Provided passage:
[START]

What does it take to be a musical theatre swing?

Musical theatre is a tough genre to succeed in. You have to be equally proficient in all 3 styles – dancing, singing and acting – a triple threat. So imagine being hired in a show and having to memorize EVERY SINGLE ROLE! That’s the mammoth task undertaken by a ‘swing’.

Swings are absolutely vital to the smooth running of any theatre production. Not only do they help with prompting of lines, if, heaven forbid, someone forgets, but they are instantly on hand, ready to fill in for roles due to sickness, or any sort of absence. Sam Lathwood is the current swing and assistant dance captain for the Royal Shakespeare Company’s MATILDA THE MUSICAL. Unlike other productions, at least half the cast are children, including the main part. We all know how quickly children can become ill, and you can’t do a show without the lead, so being a swing for Matilda the Musical is most certainly one of the most demanding roles. We spoke with Sam about his job, how he copes, his favourite role, and what it’s like working with the younger members of the cast!

DN. You’re the current assistant dance captain / swing for Matilda the Musical. How do remember all the choreography so well without actually being in the roles permanently?

[END]

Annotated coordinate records
[START]

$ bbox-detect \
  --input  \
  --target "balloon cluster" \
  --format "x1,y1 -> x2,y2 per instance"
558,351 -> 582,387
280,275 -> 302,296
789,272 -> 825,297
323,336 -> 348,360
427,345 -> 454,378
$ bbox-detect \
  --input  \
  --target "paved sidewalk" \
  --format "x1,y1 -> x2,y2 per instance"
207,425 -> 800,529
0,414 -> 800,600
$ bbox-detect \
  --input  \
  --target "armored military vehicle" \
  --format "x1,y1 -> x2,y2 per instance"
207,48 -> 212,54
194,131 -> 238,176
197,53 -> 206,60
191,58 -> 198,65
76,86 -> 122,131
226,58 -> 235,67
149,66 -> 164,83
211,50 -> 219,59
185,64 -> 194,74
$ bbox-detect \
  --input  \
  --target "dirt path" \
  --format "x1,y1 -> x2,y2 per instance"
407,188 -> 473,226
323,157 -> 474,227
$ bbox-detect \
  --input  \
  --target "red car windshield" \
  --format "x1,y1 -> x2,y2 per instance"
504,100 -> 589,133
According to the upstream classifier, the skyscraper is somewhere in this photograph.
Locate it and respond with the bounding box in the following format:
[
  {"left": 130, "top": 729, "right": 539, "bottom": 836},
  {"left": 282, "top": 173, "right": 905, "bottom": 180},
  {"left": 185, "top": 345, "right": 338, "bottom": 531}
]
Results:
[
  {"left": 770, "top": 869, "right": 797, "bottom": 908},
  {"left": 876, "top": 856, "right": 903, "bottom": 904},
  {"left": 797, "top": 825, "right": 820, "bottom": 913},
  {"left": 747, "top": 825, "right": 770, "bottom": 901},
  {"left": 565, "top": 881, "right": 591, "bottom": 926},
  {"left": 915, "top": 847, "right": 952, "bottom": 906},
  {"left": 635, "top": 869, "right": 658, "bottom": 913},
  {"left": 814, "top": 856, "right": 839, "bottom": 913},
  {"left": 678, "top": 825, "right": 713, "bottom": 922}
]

[END]
[START]

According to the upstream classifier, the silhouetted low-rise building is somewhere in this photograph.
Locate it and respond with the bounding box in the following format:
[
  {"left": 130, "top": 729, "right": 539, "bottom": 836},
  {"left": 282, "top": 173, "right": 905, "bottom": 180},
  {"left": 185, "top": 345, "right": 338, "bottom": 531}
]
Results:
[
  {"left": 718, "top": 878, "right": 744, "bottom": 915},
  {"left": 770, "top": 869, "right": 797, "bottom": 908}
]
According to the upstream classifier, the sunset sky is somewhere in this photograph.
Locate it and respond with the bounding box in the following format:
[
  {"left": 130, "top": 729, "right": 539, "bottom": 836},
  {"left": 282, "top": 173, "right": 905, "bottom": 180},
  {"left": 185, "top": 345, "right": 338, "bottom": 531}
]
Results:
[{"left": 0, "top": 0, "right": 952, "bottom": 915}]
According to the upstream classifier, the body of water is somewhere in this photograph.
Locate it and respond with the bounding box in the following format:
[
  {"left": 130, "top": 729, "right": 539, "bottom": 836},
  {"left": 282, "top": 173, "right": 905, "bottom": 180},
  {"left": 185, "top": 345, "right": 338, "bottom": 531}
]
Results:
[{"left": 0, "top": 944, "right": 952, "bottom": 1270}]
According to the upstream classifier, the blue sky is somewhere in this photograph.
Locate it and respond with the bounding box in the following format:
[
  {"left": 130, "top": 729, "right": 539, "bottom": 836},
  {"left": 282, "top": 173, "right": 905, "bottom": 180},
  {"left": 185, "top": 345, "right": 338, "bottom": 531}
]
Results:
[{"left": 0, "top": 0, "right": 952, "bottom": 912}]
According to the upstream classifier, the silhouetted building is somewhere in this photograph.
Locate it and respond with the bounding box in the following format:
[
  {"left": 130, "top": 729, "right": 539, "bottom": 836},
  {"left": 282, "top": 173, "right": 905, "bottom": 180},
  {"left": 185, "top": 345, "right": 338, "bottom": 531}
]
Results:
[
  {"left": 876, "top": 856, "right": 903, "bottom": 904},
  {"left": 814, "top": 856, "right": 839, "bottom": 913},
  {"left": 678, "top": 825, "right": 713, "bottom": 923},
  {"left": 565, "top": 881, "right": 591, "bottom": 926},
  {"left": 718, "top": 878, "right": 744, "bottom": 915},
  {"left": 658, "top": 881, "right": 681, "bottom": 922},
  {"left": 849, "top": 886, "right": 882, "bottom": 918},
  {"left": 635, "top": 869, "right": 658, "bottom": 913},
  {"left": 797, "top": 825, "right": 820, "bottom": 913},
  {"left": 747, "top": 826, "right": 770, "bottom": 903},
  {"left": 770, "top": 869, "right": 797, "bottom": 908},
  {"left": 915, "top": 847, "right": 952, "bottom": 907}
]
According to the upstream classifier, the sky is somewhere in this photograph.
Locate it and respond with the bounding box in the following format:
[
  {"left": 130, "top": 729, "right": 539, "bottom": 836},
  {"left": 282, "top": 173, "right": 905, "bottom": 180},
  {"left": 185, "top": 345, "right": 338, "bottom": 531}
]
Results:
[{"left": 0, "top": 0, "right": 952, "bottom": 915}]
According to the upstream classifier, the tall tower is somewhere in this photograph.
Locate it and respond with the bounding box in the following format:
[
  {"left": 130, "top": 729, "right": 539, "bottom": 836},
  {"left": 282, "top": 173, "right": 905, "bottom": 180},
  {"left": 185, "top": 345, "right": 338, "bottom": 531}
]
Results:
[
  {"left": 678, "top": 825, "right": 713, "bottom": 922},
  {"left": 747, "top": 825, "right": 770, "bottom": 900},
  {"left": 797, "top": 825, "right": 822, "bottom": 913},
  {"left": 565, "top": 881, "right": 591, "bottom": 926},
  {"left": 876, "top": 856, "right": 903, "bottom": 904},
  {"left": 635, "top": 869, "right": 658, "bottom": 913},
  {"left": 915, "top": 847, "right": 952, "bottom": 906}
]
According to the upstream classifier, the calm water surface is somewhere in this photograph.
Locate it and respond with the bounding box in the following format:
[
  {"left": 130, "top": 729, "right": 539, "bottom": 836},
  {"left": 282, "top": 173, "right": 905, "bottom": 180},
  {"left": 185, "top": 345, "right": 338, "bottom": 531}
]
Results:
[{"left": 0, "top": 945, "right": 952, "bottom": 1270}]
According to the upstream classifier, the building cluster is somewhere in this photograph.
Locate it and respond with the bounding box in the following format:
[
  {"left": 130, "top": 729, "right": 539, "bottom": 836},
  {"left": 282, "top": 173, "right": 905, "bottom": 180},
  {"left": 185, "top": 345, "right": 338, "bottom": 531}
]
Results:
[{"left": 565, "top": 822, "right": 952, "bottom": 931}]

[END]

Task set:
• a. According to the piece on musical theatre swings, how much of the cast of Matilda the Musical is made up of children?
• b. Count the lines of the records that contain the string "water", treating case as significant, and give only the number.
The text and the records are unrelated material.

Answers to the exercise:
• a. At least half the cast are children.

• b. 2